Overview
- League: Philippine Basketball Association
- Expansion teams: Pepsi Hotshots Pop Cola Sizzlers

= 1990 PBA expansion draft =

The 1990 PBA expansion draft was the first expansion draft of the Philippine Basketball Association (PBA). The draft was held before the start of the 1990 PBA season, so that the newly founded teams Pepsi Hotshots and Pop Cola Sizzlers could acquire players for the upcoming season. A "protect 9" scheme was implemented for the draft, meaning that the six existing PBA teams can protect up to nine players in their rosters and will unconditionally release three players to the expansion pool.
^^^^^^^^^^^^^^^^
-- STATED PROBLEM A --
Name every organization mentioned in the passage on the 1990 PBA expansion draft.
-- STATED PROBLEM B --
According to the passage on the 1990 PBA expansion draft, how many players could each existing team protect on its roster?
-- STATED PROBLEM C --
Reproduce the passage on the 1990 PBA expansion draft from "The 1990 PBA expansion" to "the expansion pool.".
The material plays no part in this work.

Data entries
^^^^^^^^^^^^^^^^
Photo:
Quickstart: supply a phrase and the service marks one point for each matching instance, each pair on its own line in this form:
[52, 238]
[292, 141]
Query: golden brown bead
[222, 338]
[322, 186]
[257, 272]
^^^^^^^^^^^^^^^^
-- FINISHED ANSWER A --
Philippine Basketball Association (PBA), Pepsi Hotshots, Pop Cola Sizzlers

-- FINISHED ANSWER B --
Up to nine players.

-- FINISHED ANSWER C --
The 1990 PBA expansion draft was the first expansion draft of the Philippine Basketball Association (PBA). The draft was held before the start of the 1990 PBA season, so that the newly founded teams Pepsi Hotshots and Pop Cola Sizzlers could acquire players for the upcoming season. A "protect 9" scheme was implemented for the draft, meaning that the six existing PBA teams can protect up to nine players in their rosters and will unconditionally release three players to the expansion pool.